[Point annotations for photos]
>>>>>

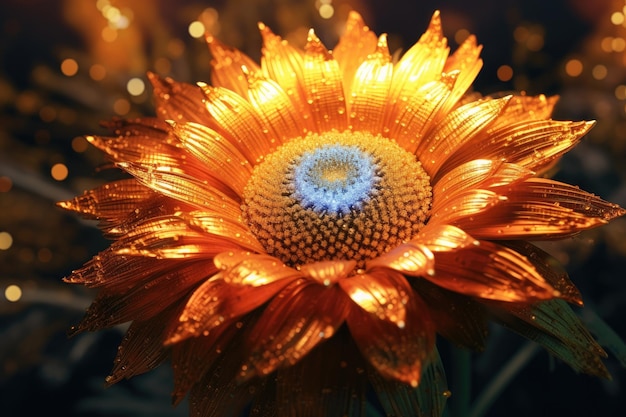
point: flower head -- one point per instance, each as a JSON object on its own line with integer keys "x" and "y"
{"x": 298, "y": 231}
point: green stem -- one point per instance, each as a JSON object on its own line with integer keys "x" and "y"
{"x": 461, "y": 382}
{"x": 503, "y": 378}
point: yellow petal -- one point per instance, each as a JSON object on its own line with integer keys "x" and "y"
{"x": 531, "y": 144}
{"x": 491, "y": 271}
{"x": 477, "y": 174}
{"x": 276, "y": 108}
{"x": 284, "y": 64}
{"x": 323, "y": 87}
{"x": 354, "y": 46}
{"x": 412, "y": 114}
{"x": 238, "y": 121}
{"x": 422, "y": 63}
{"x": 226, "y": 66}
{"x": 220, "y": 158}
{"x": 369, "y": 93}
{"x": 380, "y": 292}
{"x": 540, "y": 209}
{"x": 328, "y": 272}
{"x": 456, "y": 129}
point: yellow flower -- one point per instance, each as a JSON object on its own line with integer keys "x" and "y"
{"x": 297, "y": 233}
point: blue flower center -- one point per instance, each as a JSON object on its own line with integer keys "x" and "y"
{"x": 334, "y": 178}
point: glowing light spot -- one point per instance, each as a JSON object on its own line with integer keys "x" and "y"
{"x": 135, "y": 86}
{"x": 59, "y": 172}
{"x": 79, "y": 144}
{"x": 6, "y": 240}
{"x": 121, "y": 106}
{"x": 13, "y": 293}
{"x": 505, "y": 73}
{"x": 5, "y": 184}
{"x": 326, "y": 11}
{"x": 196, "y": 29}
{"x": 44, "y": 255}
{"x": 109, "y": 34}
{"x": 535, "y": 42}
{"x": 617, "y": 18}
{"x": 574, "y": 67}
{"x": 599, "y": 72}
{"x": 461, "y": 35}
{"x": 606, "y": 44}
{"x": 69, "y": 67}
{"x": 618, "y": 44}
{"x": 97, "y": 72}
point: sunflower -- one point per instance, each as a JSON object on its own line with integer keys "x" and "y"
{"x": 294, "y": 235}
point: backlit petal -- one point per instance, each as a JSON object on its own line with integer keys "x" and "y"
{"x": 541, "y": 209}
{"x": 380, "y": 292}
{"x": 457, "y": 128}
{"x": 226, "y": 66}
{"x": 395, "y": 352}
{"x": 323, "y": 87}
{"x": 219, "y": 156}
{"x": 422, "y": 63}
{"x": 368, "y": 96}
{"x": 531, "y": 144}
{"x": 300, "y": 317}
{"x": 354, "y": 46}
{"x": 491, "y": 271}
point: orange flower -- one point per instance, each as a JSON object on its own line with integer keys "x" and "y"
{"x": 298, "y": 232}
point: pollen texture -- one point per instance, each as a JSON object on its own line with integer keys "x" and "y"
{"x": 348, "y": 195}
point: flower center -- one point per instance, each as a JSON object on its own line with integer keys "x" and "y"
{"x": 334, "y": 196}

<<<<<
>>>>>

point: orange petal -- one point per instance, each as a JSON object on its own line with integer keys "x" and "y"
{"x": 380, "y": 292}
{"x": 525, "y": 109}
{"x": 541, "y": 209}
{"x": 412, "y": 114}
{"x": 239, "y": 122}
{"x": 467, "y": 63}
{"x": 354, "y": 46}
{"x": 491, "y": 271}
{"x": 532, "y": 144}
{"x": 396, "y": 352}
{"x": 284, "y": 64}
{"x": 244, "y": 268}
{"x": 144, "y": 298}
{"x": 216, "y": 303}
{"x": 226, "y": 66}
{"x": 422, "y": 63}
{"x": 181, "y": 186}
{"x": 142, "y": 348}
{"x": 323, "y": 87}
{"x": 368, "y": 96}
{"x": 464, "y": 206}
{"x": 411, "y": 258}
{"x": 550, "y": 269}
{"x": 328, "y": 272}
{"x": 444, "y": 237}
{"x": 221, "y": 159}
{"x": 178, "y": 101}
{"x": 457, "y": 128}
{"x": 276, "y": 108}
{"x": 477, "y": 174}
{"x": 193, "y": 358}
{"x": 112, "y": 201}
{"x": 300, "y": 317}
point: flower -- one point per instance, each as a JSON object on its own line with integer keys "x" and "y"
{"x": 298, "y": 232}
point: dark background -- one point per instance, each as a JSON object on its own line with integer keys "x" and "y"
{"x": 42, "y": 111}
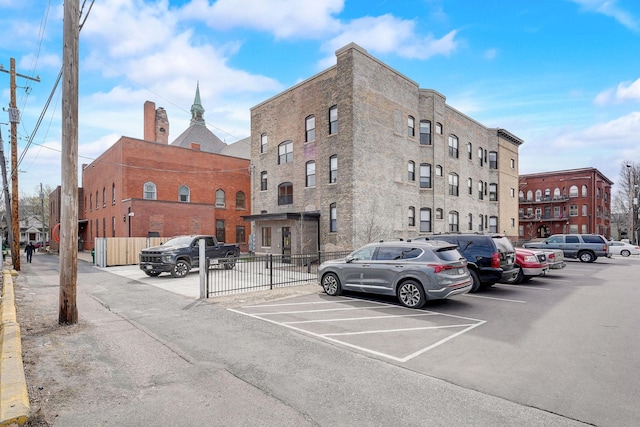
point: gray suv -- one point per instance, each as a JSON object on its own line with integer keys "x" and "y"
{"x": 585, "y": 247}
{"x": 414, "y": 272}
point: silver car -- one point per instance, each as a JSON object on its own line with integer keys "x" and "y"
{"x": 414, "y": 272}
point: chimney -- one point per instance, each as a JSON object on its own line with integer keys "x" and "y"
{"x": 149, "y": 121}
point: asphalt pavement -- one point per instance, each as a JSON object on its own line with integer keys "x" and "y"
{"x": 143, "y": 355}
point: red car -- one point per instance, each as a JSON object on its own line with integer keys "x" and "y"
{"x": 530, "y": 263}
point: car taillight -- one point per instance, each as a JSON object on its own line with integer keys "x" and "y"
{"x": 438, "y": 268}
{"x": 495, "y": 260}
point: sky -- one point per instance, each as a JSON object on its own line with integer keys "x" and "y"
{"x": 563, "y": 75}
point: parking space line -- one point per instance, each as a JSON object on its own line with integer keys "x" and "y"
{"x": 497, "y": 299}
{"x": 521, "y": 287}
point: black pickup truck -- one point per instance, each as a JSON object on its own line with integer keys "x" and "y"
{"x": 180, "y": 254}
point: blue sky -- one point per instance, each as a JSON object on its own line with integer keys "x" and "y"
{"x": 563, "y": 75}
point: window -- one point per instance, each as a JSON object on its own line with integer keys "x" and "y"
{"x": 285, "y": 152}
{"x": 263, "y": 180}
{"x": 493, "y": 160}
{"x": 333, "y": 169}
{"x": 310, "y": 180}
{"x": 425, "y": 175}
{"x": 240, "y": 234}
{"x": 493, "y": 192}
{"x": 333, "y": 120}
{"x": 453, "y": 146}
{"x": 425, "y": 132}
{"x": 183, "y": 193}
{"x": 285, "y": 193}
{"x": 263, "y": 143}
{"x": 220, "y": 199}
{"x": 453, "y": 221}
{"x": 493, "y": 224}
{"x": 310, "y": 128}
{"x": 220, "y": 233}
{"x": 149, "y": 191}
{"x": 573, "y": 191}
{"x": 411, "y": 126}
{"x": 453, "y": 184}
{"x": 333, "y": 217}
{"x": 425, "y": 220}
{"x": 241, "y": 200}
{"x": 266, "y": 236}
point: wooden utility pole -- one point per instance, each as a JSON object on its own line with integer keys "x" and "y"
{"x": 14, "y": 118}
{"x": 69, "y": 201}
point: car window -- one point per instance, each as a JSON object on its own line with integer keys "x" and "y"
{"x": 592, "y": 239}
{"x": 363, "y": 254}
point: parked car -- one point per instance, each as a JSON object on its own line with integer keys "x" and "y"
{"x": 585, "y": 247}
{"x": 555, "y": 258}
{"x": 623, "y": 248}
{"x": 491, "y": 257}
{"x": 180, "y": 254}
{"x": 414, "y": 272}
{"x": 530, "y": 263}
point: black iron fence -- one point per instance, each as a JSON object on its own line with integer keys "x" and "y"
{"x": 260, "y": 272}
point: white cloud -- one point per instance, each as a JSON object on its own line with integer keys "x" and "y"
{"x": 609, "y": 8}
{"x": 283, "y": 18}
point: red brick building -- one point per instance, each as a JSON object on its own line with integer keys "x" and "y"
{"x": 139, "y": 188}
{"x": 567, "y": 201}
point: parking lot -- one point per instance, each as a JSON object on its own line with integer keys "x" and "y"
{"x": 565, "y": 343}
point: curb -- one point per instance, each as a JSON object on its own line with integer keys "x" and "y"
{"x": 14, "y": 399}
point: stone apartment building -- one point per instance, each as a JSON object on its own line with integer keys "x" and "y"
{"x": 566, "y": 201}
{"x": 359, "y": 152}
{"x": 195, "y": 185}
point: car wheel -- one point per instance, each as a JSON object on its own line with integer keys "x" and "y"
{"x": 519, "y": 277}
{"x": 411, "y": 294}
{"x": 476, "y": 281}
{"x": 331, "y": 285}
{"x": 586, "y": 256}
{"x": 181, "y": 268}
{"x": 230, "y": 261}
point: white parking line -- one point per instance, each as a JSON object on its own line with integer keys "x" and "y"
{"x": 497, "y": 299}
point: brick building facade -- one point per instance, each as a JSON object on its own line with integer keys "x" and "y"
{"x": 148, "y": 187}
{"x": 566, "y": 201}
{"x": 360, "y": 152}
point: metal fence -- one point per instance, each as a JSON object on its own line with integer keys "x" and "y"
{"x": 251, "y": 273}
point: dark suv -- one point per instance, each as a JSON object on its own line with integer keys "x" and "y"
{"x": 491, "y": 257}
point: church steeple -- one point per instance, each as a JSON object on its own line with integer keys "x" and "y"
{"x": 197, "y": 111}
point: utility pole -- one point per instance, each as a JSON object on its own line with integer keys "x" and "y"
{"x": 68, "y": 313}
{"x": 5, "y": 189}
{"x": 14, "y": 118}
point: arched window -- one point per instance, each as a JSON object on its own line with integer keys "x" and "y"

<<<<<

List every line of the items above that contains the string "black".

point: black pickup truck -- one point per instance, each as a JSON object on its own line with integer keys "x" and "y"
point: black iron fence -- one point per instance, each as a JSON object on its own line with integer keys "x" and "y"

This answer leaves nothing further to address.